Lithium-Ion vs Sodium-Ion Batteries: Which is the Better one?
If you are looking for a battery to power your application, there are many options available. In this post, we will discuss the differences between lithium-ion and sodium-ion batteries.
[toc]
Lithium-ion batteries (LIBs) are widely used in electronics because of their lightweight, compact size, and high energy density.
They are the popular choice for powering electronic devices such as laptops, cellphones, tablets, and power tools.
Although they are great for so many applications, they have important shortcomings.
The main problem with lithium-ion batteries is the high cost of lithium which makes them expensive to manufacture.
Also, lithium is spread out across the world in very small quantities. This makes it expensive to transport from location to location when manufacturing batteries, which is problematic for companies and for the environment as well.
Sodium-ion batteries are one of the newest types of rechargeable batteries on the market today.
However, they have been researched already for decades before finally being commercialized. They are a great alternative to lithium-ion batteries because sodium is much more affordable and widely available.
Lithium is not only more scarce but is also more expensive to produce. A ton of sodium costs only $150 while a ton of Lithium costs over $20,000. The fundamental difficulty of lithium production is that it’s not found in its elemental form.
It needs to be separated from other elements before it can be used, and this separation process has a high environmental impact due to the use of very toxic chemicals such as sulfuric acid and hydrochloric acid. Therefore, the industry looks for ways to reduce this impact.
Although sodium-ion batteries seem to be a good alternative, However, the technology is still in its infancy.
Sodium-ion batteries don’t have the same high energy density as lithium-ion and they won’t last for quite as long on each charge.
One big advantage of sodium ion vs lithium ion is that the lower price and reduced environmental impact.
Sodium-ion batteries could be a viable alternative to lithium-ion. However, they are not without problems of their own and it’s possible that they won’t ever replace lithium-ion immediately.
What is a Lithium-Ion battery?
A lithium-ion battery is a rechargeable battery that is the most common type of rechargeable battery for portable electronics, like cell phones and laptops.
It is made up of four primary components. The cathode defines the battery’s capacity and voltage and is the source of the lithium ions.
The anode allows electric current to flow through an external circuit, and when the battery is charged, lithium ions are stored in the anode.
The electrolyte, which consists of salts, solvents, and additives, serves as a pathway for lithium ions between the cathode and anode.
Finally, the separator is the last component, which is a physical barrier that separates the cathode and anode.
Why is there a need for lithium-ion alternative battery technology?
Lithium supplies are limited
An electric vehicle with a 90 kWh Li-ion battery requires approximately 6 kg of equivalent lithium to travel 300 kilometers on a single charge.
There are approximately 1.2 billion vehicles on the road worldwide, implying that 1.44 billion kg of comparable Li would be required if all 20% of these cars were converted to all-electric vehicles.
Although this analysis does not cover all of the other applications of lithium-ion alternative batteries, such as portable electronics and energy storage for electric grids, it is clear that the search for alternative high-energy batteries made from cheap and readily available materials is critical.

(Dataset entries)

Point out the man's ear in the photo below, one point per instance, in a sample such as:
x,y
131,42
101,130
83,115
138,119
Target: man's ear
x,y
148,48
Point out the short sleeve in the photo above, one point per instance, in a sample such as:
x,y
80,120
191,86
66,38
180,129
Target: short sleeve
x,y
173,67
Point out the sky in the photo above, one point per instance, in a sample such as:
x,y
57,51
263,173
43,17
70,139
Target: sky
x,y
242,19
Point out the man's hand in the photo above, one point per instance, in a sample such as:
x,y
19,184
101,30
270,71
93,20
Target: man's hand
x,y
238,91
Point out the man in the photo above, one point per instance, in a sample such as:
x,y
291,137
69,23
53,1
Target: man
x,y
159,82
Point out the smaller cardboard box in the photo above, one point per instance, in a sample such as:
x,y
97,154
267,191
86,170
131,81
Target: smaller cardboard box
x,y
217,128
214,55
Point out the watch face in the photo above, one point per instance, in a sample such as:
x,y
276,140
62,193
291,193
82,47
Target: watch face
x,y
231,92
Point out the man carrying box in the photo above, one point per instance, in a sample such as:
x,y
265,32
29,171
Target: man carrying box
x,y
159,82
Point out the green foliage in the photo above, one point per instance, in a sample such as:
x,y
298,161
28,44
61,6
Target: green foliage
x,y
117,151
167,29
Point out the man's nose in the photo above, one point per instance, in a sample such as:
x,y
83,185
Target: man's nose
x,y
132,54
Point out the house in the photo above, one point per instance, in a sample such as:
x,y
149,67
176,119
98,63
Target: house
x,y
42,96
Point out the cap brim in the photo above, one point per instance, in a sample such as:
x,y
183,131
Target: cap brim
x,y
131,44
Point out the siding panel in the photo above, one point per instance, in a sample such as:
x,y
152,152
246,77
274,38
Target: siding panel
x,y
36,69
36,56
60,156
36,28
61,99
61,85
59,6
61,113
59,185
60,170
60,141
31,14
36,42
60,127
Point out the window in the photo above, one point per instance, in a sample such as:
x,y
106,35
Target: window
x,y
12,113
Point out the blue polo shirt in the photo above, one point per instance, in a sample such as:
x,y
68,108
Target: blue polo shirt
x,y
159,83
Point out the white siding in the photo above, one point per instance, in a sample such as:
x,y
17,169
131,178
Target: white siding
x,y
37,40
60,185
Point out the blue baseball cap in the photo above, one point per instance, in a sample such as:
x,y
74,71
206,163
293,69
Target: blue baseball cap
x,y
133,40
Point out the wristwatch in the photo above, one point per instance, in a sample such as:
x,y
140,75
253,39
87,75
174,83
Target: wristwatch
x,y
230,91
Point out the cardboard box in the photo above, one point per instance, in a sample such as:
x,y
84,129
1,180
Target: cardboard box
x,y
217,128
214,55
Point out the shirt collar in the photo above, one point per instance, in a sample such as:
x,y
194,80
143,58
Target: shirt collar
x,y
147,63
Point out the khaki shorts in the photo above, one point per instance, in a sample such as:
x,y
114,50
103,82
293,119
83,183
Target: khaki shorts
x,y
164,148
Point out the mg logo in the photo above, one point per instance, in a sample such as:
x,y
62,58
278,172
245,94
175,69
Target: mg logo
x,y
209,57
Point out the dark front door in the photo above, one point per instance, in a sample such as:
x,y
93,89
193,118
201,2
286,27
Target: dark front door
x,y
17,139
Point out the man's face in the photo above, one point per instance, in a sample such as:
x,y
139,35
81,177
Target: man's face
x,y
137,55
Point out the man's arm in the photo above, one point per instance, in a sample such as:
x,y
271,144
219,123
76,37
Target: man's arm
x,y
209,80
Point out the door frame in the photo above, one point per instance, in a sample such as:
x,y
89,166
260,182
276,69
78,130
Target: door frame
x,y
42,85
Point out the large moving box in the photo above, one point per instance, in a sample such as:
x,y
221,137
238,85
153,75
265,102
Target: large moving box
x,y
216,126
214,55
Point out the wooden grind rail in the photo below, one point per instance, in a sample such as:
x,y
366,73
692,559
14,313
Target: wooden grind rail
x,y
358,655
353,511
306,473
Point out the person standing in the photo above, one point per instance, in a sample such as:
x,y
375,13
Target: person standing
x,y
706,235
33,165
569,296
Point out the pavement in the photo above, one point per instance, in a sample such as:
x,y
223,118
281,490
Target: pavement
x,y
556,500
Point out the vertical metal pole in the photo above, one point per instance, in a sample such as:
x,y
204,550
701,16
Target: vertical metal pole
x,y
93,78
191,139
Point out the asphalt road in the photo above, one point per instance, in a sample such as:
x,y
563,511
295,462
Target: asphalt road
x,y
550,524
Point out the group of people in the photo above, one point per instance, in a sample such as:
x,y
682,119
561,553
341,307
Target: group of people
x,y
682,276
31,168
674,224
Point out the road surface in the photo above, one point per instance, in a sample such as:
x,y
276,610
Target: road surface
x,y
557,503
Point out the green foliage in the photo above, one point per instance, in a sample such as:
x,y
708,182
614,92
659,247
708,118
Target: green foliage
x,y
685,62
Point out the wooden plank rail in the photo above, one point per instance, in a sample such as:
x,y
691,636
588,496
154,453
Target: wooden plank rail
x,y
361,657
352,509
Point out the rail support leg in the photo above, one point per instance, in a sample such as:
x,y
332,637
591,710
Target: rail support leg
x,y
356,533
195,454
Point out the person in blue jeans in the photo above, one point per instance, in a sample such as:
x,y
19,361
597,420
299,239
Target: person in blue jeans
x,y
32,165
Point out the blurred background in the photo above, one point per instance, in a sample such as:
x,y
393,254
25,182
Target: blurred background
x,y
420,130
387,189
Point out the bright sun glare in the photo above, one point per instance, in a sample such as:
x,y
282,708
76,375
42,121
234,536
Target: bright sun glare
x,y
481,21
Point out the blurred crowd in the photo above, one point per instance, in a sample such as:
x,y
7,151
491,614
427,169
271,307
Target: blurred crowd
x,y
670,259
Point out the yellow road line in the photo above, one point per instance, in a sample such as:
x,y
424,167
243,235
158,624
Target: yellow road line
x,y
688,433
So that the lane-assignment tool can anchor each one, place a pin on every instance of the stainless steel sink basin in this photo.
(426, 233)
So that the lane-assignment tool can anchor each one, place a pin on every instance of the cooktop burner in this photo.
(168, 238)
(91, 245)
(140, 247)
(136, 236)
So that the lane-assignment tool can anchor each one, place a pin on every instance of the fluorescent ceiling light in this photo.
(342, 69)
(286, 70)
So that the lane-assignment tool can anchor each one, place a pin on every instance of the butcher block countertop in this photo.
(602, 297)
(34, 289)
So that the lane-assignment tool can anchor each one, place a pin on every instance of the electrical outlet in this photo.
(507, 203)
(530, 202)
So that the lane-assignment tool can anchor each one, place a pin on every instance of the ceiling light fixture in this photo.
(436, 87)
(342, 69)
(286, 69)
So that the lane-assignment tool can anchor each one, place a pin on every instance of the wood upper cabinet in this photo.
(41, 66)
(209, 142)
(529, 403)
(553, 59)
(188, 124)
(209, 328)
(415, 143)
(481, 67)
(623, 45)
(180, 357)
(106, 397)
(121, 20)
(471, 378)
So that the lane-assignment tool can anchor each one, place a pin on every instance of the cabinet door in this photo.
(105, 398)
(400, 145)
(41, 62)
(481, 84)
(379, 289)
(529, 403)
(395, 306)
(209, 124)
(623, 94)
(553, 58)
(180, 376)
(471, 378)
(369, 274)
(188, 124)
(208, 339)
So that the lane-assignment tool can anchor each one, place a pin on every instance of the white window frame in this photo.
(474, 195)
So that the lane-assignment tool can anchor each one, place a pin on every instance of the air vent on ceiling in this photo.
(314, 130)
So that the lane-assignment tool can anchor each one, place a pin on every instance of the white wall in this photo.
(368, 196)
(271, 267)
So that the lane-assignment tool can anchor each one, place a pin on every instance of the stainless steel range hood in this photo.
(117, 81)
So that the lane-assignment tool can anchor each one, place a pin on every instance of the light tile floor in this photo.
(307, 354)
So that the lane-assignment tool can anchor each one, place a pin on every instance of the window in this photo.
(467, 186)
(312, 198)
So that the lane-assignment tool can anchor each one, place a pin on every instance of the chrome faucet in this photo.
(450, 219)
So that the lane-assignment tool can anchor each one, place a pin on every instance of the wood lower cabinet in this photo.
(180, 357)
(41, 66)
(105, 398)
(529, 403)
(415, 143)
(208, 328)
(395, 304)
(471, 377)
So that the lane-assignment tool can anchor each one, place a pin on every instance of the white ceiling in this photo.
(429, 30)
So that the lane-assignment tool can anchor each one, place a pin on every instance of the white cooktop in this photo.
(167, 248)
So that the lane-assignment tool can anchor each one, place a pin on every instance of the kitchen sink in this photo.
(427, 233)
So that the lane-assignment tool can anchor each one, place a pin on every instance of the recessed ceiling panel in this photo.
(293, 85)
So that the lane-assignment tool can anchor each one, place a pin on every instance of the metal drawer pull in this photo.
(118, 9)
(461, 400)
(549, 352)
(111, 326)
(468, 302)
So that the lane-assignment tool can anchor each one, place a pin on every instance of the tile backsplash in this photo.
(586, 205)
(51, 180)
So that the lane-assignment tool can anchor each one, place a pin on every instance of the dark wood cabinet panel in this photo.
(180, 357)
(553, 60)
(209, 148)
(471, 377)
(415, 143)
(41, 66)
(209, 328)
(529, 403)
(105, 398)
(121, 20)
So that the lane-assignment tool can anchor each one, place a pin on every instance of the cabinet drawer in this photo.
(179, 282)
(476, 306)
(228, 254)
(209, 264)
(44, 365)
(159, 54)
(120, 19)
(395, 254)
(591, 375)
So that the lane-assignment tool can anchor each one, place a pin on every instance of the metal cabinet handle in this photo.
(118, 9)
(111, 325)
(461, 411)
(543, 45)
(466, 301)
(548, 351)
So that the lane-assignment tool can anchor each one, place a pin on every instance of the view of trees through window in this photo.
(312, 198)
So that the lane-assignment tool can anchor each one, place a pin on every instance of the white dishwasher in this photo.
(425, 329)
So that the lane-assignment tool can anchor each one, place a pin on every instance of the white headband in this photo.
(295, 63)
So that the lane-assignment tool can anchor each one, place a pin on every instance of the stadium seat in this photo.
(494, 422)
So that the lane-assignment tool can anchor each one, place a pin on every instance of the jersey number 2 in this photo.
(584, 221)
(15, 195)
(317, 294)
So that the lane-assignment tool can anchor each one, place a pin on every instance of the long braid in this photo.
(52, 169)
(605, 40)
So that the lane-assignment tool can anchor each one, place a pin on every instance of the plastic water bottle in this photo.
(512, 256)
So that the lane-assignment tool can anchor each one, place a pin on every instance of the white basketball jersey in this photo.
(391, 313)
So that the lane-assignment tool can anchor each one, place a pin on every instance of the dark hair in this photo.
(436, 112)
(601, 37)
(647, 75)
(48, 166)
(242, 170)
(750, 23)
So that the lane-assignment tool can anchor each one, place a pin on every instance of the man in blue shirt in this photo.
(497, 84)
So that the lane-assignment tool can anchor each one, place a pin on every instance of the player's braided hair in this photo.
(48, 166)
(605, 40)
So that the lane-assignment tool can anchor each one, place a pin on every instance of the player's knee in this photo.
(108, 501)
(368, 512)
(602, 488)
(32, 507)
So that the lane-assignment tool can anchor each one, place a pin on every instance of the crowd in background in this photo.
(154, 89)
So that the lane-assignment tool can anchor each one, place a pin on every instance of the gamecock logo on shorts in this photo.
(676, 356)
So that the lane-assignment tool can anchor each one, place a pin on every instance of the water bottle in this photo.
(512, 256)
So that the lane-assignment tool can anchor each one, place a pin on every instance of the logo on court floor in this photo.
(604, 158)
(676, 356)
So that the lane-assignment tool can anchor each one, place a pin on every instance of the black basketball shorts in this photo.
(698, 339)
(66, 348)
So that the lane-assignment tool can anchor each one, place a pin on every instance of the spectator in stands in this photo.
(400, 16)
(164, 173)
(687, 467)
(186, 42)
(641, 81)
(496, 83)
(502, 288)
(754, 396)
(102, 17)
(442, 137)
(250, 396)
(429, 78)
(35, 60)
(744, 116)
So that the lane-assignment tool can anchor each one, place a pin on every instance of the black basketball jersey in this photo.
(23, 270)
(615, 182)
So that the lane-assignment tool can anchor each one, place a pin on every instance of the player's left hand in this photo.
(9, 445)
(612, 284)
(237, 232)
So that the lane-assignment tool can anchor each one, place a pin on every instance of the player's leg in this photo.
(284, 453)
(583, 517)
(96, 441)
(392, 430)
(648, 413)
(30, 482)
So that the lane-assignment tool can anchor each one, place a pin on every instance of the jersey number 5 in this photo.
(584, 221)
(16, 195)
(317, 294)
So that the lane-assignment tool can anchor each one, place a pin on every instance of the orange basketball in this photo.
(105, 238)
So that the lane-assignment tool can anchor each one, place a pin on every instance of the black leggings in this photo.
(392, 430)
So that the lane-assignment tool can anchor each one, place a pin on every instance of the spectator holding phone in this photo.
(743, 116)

Task set:
1. What three things make up the electrolyte, according to the battery article?
2. Echo the passage of the battery article that opens with the words "Also, lithium is" and closes with "the market today.".
3. Carry on the battery article from where it stops.
The items are separate material, unrelated to the battery article.

Responses by task:
1. Salts, solvents, and additives.

2.
Also, lithium is spread out across the world in very small quantities. This makes it expensive to transport from location to location when manufacturing batteries, which is problematic for companies and for the environment as well.
Sodium-ion batteries are one of the newest types of rechargeable batteries on the market today.

3.
Lithium mining requires abundant water
Also, lithium battery manufacturing demands a large amount of lithium mining. The location also known as the lithium triangle is a South American region that includes parts of Chile, Argentina, and Bolivia and contains more than half of the world’s supply of lithium beneath salt flats, requiring 500 000 gallons of water per ton of lithium.
This can be a significant issue since it is a large amount of water and many of these regions are already extremely dry, and they’re mostly desert.
Mining has drained more than half of the water supply in this region, which has severe consequences for the agricultural economy.
Lithium mining is not a clean process
The effects of lithium mining on the environment and the water it comes into contact with are significant.
Toxic chemicals such as hydrochloric acid can seep into the water supply. Even in the areas like Australia and North America, where traditional mining techniques are used, the disposal and containment of these chemicals are difficult.
According to research, mining in Nevada has been found to have an impact on fish up to 50 miles downstream from the operation. Lithium mining contaminates soil, water supplies, and air.
Recycling lithium batteries doesn’t help
One way to kind of mitigate the adverse effects of lithium mining is by recycling lithium batteries. However, it is not an efficient process and requires a lot of energy.
On top of that, recycling lithium-ion batteries are not researched well enough to make it a viable solution. Therefore, only a limited portion of lithium-ion batteries can be recycled.
Only about two to three percent of batteries in Australia are recycled, while only five percent of lithium-ion batteries are recycled in the United States and the European Union.
Some battery chemistries contain rare and toxic chemicals like cobalt, which is a metal that’s mined in central Africa and has been cited as an example of conflict minerals, due to human rights violations at mines from countries such as the Democratic Republic of Congo (DRC).
Early alternatives for Lithium-ion batteries
Engineers and scientists have been working on alternatives to lithium as one of the first elements investigated to potentially substitute lithium was zinc.
Zinc is more abundant in the natural world, and it’s also quite stable and inexpensive. However, it isn’t as effective as lithium.
Another alternative to lithium-ion batteries is hydrogen batteries.. They are low-cost and environmentally friendly.
However, replacing lithium-ion batteries with hydrogen fuel cell technology is not feasible due to the fact that hydrogen is highly flammable and expensive to store.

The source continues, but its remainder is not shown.